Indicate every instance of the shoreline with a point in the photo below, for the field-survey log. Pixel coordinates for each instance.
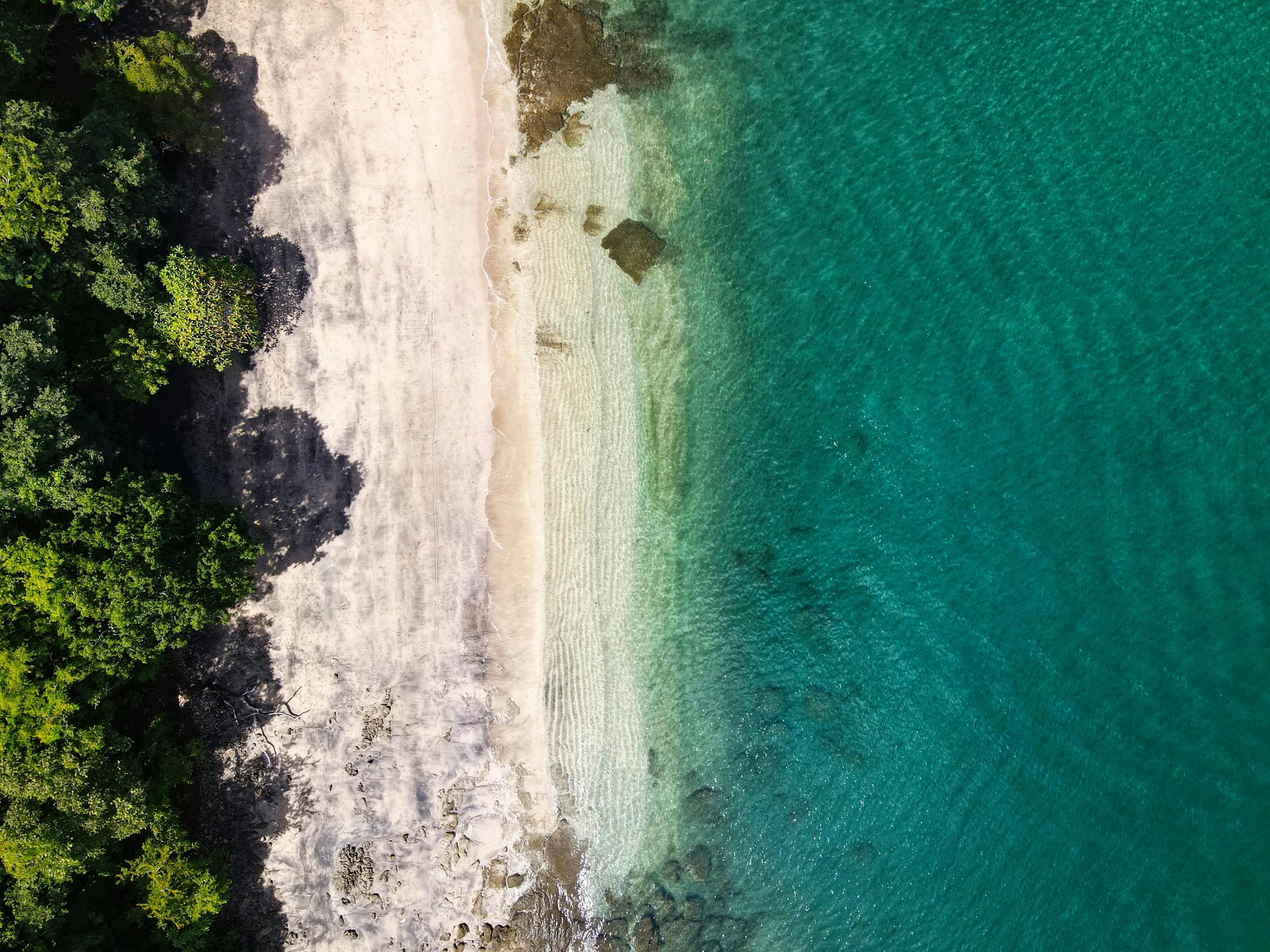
(393, 818)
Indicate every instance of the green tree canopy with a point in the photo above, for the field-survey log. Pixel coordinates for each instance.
(33, 168)
(212, 314)
(160, 80)
(140, 567)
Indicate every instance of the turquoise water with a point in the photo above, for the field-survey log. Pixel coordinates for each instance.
(965, 592)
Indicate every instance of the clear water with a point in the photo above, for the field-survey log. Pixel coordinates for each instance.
(960, 582)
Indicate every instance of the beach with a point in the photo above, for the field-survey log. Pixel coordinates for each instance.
(398, 822)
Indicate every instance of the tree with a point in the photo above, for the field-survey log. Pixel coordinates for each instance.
(45, 461)
(160, 80)
(33, 203)
(212, 314)
(181, 890)
(83, 9)
(140, 567)
(28, 356)
(63, 194)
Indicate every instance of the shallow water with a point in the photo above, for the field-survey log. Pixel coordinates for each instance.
(955, 530)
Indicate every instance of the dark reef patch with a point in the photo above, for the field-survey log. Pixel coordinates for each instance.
(561, 55)
(634, 246)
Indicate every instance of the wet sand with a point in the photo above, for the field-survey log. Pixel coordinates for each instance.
(398, 822)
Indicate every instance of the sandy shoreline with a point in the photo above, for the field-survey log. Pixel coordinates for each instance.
(456, 411)
(397, 822)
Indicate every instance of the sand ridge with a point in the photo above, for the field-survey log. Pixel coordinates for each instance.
(399, 819)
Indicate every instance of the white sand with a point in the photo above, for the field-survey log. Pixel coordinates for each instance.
(385, 189)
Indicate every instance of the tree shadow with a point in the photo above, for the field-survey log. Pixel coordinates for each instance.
(294, 490)
(243, 795)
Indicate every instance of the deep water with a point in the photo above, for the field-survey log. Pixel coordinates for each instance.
(962, 608)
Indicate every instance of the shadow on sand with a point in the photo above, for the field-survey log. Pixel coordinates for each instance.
(275, 463)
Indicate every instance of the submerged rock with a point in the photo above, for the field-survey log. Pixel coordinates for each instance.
(559, 56)
(634, 246)
(680, 935)
(699, 862)
(705, 806)
(573, 131)
(592, 224)
(645, 937)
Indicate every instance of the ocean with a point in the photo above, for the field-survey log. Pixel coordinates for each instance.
(954, 579)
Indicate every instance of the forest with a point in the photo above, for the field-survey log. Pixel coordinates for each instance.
(107, 563)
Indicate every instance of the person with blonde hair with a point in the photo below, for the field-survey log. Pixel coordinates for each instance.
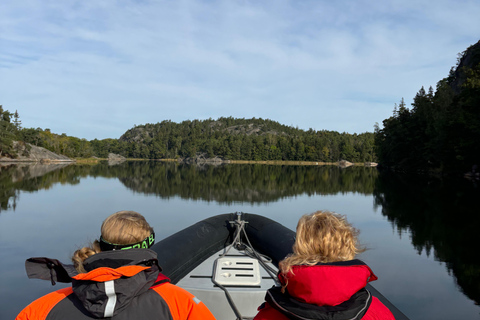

____

- **Exercise prompt**:
Reproduce the items verbatim, beginning at the line that contains "Indicate every instance of the forest" and continuing through the final line of the items. Leave all pictures out of your reproduction.

- **Result**:
Indicate every instance of the forest with a point in the photo above, for the field-survey log. Pixel coordinates for each instance.
(107, 563)
Indicate every instance of the person with blonde hair with a point in the photo below, for the field-survey log. Pixel coordinates for each instance.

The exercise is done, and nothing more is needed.